------ Materiale da usare ------
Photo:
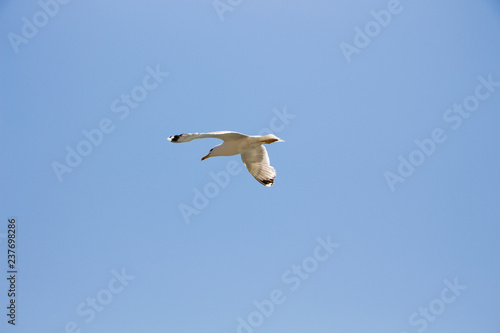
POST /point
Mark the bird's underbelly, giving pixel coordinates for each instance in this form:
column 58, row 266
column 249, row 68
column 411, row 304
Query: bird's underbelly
column 239, row 146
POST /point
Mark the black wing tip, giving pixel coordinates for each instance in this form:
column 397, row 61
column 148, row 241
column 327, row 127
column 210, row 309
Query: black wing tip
column 267, row 182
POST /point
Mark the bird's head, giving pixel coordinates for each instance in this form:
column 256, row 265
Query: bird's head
column 208, row 155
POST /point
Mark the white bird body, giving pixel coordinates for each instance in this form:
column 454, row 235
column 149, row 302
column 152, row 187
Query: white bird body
column 253, row 153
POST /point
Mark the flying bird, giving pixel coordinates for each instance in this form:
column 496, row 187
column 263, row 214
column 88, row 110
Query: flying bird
column 253, row 153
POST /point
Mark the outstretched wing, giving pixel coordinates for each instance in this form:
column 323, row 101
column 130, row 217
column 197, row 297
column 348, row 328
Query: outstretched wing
column 257, row 162
column 223, row 135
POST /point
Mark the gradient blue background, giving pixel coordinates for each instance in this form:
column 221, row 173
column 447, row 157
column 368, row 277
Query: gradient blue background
column 120, row 207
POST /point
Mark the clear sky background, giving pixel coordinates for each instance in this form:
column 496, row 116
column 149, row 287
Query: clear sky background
column 415, row 253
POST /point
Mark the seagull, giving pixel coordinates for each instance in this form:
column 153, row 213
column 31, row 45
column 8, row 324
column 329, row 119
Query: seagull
column 253, row 153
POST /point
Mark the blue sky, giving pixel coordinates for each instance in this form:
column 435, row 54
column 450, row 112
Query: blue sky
------
• _Il compito_:
Riporta come elenco numerato le righe del materiale qui sopra, partendo dalla prima e fermandoti dopo quella che contiene "column 267, row 182". Tralascia le righe vuote e lascia fuori le immagini.

• _Risposta al compito_:
1. Photo:
2. POST /point
3. Mark the bird's underbelly, giving pixel coordinates for each instance in this form:
4. column 58, row 266
5. column 249, row 68
6. column 411, row 304
7. Query: bird's underbelly
8. column 239, row 146
9. POST /point
10. Mark the black wing tip, giving pixel coordinates for each instance in this form:
11. column 397, row 61
12. column 148, row 241
13. column 327, row 127
14. column 210, row 309
15. Query: black wing tip
16. column 267, row 182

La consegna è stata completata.